- 課題内容 -
以下の行のうち、「591, row 340.」を含む行で始まり「column 414, row 114」を含む行で終わる部分を、両端の行も含めて、「番号」と「行の内容」の二列からなるMarkdownの表として示せ。空行は除くこと。

-------- 提供データ

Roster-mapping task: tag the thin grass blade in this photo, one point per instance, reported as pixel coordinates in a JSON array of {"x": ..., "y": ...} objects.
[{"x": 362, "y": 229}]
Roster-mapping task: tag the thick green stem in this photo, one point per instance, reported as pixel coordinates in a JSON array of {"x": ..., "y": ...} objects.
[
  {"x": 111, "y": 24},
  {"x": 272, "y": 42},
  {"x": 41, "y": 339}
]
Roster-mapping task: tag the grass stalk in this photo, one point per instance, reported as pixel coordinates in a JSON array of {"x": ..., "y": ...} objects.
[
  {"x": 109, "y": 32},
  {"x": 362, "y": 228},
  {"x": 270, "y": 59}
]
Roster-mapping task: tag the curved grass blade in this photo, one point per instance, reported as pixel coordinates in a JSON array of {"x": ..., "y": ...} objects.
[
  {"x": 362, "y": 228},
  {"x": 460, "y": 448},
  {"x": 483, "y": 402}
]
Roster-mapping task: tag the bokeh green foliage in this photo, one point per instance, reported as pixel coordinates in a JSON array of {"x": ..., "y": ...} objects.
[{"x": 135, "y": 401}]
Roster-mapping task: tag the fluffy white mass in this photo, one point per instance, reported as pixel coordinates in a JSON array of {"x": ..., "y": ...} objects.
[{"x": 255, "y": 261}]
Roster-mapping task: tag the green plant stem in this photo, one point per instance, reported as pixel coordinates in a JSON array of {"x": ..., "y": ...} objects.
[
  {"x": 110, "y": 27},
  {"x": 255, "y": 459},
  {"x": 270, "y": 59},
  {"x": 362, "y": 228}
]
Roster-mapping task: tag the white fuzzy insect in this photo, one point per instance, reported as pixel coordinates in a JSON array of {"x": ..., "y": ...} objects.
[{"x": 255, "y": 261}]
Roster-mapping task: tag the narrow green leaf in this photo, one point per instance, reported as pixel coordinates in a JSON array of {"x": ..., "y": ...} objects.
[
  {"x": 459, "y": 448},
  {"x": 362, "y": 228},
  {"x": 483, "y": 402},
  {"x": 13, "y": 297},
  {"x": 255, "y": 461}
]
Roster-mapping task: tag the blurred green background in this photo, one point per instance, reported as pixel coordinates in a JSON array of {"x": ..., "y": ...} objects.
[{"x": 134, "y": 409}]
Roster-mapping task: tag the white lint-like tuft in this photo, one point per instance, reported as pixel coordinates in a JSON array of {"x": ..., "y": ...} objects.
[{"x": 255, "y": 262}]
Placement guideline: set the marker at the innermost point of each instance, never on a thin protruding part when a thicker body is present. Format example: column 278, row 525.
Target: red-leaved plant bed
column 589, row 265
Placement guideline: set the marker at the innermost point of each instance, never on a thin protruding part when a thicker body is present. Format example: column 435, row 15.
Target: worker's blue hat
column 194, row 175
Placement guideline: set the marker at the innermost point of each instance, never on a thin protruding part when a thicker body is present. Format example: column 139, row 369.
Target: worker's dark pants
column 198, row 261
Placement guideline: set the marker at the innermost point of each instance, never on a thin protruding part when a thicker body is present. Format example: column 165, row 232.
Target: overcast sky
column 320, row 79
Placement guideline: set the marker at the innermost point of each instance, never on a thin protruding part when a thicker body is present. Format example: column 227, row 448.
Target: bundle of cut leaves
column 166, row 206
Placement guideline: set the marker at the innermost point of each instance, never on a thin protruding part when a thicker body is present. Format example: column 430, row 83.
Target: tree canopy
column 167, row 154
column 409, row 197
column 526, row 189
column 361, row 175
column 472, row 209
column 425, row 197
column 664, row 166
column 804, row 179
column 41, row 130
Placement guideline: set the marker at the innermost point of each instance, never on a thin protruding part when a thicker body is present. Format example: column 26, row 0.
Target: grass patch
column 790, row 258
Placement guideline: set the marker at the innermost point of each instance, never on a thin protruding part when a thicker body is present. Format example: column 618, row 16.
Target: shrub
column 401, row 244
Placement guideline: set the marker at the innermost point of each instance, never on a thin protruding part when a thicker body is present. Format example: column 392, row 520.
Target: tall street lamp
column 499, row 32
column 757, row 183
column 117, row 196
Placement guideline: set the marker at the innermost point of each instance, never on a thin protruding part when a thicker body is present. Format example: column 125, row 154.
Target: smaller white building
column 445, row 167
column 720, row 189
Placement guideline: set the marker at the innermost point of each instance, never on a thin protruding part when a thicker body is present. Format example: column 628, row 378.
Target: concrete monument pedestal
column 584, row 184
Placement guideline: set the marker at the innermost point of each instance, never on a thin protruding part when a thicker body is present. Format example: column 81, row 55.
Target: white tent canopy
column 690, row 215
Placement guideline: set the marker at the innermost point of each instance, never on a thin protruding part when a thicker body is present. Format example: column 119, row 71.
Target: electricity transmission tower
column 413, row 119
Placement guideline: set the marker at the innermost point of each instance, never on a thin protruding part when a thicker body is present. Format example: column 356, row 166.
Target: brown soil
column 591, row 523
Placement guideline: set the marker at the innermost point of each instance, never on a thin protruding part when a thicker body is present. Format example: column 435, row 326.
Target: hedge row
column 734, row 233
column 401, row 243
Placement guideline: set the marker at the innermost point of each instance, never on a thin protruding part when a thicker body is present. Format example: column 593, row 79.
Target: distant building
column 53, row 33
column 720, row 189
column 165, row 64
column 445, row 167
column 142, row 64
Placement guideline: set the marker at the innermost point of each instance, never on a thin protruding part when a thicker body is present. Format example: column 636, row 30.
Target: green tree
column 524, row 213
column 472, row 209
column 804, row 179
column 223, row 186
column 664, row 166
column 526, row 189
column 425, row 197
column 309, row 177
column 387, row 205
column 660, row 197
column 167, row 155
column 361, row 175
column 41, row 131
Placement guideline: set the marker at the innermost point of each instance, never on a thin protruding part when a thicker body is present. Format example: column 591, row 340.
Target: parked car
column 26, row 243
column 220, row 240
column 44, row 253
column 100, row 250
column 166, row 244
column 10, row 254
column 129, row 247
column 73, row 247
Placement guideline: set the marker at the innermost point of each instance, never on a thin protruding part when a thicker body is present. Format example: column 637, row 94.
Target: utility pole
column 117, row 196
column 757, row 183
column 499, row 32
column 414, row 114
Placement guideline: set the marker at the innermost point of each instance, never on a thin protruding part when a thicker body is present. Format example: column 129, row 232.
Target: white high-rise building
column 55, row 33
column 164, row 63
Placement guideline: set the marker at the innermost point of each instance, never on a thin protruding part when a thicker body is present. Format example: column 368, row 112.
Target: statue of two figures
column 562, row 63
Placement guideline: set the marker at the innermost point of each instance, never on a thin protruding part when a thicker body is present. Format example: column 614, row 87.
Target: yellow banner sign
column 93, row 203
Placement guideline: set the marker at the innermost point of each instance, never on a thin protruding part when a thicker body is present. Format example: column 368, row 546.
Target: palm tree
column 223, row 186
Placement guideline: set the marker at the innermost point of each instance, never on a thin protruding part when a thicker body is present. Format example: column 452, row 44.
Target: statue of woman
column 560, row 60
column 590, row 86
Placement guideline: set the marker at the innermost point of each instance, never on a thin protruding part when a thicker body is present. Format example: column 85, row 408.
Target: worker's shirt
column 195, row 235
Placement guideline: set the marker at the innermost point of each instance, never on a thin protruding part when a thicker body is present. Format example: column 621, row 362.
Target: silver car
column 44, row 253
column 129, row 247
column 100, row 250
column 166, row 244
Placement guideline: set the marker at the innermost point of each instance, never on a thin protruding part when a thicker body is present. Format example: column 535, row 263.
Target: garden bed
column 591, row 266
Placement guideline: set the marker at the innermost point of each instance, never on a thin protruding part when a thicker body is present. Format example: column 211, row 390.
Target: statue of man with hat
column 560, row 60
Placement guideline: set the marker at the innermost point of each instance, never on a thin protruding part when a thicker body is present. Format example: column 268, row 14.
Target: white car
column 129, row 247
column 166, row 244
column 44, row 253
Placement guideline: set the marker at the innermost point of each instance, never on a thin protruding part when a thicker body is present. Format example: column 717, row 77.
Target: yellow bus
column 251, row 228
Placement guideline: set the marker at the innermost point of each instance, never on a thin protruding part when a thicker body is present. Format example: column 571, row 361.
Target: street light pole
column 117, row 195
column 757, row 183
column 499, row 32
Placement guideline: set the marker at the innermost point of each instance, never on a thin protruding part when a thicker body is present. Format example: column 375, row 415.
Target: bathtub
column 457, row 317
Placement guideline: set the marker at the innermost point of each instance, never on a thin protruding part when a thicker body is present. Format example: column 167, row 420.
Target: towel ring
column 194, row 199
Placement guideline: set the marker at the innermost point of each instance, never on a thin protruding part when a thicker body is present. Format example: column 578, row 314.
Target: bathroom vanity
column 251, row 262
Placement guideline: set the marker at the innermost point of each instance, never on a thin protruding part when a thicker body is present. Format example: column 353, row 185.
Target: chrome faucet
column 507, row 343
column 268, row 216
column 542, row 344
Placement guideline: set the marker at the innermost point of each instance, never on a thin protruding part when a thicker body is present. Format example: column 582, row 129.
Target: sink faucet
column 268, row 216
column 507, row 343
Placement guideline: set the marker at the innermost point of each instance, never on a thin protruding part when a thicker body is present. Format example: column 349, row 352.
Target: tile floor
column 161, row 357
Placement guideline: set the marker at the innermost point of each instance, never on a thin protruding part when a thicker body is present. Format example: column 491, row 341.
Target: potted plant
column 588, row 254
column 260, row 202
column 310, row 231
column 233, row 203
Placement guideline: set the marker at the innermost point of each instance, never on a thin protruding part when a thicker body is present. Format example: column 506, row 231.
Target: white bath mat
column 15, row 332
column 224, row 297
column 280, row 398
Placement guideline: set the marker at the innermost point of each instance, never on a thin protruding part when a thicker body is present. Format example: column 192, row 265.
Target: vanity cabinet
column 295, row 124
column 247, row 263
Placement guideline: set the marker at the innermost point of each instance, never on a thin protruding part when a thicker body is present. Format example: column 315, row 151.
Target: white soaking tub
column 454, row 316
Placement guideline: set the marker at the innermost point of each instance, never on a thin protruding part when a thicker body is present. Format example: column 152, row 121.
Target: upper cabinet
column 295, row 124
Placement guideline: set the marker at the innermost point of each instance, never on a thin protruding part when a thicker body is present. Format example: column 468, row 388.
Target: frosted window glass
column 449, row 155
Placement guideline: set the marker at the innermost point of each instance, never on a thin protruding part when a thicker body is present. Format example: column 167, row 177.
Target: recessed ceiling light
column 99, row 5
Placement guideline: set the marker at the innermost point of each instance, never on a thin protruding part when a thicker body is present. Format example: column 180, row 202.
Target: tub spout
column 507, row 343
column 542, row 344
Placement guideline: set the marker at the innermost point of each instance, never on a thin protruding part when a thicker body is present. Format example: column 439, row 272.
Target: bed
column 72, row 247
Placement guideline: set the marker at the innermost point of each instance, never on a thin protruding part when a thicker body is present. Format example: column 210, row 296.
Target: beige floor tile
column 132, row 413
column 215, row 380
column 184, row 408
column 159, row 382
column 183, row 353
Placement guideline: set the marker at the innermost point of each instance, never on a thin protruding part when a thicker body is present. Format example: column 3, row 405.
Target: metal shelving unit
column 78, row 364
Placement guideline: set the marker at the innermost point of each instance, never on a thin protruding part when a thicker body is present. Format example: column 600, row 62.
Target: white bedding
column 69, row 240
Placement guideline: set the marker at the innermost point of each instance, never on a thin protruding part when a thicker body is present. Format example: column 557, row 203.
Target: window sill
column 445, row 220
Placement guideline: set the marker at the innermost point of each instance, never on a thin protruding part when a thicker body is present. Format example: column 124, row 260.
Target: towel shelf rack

----------------

- 解答 -
| 番号 | 行の内容 |
|---|---|
| 1 | Placement guideline: set the marker at the innermost point of each instance, never on a thin protruding part when a thicker body is present. Format example: column 591, row 340. |
| 2 | Target: parked car |
| 3 | column 26, row 243 |
| 4 | column 220, row 240 |
| 5 | column 44, row 253 |
| 6 | column 100, row 250 |
| 7 | column 166, row 244 |
| 8 | column 10, row 254 |
| 9 | column 129, row 247 |
| 10 | column 73, row 247 |
| 11 | Placement guideline: set the marker at the innermost point of each instance, never on a thin protruding part when a thicker body is present. Format example: column 637, row 94. |
| 12 | Target: utility pole |
| 13 | column 117, row 196 |
| 14 | column 757, row 183 |
| 15 | column 499, row 32 |
| 16 | column 414, row 114 |